EXTRACT TO READ ▸
+--
Monday, March 23, 2020

Shutdown Questions

The other day, I was pointed to an article on the conservative website First Things, entitled "Questioning the Shutdown -https://www.firstthings.com/webexclusives/2020/03/questioning-the-shutdown

There is certainly some validity to the author's concerns, but I also find them problematic in more ways than one.
The author's concern seems to be that the present precautionary procedures against the COVID-19 pandemic - this "extraordinary shutdown" - will, especially if they are prolonged, likely have harmful consequences and do lasting damage to our institutions, and in a special way our religious institutions.

There is obviously some truth to that observation. In fact, many people from various perspectives have expressed concern about what long-term damage society will suffer from this experience. The immediate point at issue, however, is how we prudently evaluate the necessity of measures that might well in the long-term contribute to those consequences - and then what longer-term institutional reforms may help to undo some of that damage. I have no doubt that this crisis will take a terrible toll on all of our institutions. The challenge will be how we respond and what resources - cultural, social, political, and religious - we will still have with which to respond.

The author is especially harsh in his evaluation of the response of the Churches. "Cancelling services and closing churches," he claims, "underlines the irrelevance of institutional Christianity in our technocratic age." To me, that seems like a very strange statement. Institutional Christianity may indeed be increasingly "irrelevant" to many Americans, but why should the Churches' concern for public health make Christianity any more "irrelevant" to them than it already is? Other institutions have closed, institutions which many secular Americans may already consider much more relevant than religion - for example, schools, businesses, and (this society's most particularly pernicious substitute for religion) sports. Their closing hardly underlines their "irrelevance." Moreover, I can hardly think of anything more likely to contribute to religion's "irrelevance" right now than for Churches to oppose - or not to cooperate with - necessary public health measures, prioritizing a politicized theory of religious liberty over the common good, including the health and safety of their own congregations.
+--
[Stored data entries]
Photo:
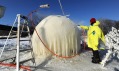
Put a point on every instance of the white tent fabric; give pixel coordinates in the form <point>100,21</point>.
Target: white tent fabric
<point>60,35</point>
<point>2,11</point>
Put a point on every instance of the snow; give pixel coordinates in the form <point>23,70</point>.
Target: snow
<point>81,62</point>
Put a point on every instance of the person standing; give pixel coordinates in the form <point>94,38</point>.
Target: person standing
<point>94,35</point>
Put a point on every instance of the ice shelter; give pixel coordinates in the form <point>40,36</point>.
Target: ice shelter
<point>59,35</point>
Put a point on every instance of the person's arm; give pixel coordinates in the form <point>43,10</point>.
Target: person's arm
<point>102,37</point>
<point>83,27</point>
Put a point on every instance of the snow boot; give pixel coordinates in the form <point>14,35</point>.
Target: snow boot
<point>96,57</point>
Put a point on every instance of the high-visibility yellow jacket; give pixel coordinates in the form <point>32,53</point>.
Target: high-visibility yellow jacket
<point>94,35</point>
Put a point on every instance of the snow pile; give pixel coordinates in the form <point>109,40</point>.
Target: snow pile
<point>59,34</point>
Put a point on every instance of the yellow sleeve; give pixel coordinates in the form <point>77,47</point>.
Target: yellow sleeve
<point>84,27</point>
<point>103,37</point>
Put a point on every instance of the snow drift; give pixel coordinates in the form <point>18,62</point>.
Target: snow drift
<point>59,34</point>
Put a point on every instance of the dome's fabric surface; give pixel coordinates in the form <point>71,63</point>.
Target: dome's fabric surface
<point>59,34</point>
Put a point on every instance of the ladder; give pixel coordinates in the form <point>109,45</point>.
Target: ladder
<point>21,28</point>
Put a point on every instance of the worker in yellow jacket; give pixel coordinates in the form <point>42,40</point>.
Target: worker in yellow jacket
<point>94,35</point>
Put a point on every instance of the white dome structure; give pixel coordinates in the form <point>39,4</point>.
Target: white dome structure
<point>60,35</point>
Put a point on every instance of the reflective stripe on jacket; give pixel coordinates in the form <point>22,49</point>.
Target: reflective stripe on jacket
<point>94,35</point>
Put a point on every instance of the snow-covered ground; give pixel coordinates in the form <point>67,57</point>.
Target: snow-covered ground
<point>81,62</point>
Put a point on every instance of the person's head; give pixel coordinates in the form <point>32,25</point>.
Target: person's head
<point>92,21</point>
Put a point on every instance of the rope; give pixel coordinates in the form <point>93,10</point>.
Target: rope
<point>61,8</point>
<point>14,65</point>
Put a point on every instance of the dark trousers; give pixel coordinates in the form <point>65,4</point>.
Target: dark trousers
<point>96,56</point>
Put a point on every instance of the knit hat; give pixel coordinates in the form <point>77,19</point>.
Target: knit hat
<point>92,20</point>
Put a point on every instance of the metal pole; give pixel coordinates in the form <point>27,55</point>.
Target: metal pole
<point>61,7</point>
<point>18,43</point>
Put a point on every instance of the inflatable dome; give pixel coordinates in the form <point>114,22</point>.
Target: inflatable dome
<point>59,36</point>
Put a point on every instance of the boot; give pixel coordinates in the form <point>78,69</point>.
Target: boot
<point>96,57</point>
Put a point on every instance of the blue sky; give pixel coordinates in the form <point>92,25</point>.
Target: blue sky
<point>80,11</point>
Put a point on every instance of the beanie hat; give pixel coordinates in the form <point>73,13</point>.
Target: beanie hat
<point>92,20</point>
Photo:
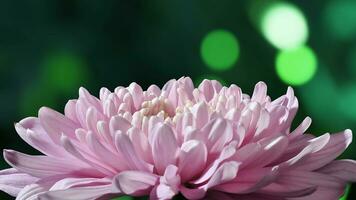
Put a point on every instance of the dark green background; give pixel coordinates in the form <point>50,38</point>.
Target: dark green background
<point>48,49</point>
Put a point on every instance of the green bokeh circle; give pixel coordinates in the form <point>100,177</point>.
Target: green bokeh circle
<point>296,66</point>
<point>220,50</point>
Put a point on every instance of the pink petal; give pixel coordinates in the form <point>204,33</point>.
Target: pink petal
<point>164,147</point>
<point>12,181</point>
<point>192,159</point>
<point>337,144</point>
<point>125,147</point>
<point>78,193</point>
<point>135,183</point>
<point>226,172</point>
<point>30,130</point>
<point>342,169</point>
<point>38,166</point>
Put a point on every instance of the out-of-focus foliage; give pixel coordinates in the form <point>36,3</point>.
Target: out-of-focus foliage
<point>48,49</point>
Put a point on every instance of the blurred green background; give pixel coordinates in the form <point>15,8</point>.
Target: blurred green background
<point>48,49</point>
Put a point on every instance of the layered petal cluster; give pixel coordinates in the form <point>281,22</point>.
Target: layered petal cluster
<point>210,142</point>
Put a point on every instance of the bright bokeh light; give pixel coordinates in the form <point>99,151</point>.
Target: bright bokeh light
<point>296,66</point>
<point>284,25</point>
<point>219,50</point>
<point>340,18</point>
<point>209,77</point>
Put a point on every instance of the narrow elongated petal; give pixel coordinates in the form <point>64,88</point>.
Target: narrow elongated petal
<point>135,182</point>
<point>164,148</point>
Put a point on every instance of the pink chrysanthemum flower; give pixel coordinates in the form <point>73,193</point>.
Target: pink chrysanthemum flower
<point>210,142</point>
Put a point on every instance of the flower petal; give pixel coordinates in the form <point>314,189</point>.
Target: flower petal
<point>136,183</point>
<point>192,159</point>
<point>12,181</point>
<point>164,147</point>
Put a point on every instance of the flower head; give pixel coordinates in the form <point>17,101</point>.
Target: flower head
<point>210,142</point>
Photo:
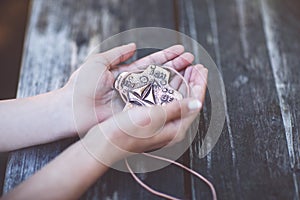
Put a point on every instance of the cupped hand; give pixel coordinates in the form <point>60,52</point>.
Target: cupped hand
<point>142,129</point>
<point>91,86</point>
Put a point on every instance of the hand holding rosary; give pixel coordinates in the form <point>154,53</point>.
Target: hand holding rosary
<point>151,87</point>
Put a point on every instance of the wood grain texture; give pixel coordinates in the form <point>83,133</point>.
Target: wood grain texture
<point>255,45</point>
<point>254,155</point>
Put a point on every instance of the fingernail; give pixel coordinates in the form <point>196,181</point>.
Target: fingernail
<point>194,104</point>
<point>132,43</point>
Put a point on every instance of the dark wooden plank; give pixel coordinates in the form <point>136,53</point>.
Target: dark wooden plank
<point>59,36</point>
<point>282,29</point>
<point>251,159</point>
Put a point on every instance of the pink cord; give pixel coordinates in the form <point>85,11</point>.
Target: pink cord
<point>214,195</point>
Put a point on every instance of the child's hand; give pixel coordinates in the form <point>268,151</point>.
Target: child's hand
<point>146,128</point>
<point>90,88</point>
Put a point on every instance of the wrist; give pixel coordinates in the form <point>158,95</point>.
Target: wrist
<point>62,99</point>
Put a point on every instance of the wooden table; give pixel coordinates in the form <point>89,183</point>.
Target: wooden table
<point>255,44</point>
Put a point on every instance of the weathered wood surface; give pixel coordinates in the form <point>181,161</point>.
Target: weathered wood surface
+--
INSTRUCTIONS FOR THE TASK ▸ Can you sum up the shutdown post above in two sentences?

COMPLETED EXERCISE ▸ Responding to a First Things article titled "Questioning the Shutdown," the writer grants some truth to its worry that prolonged COVID-19 shutdown measures may do lasting damage to institutions, especially religious ones. The writer counters that the immediate issue is prudently weighing whether such measures are necessary, and rejects the claim that closing churches underlines institutional Christianity's irrelevance: closing schools, businesses, and sports does not make them irrelevant, and churches opposing necessary public health measures would do more to make religion irrelevant.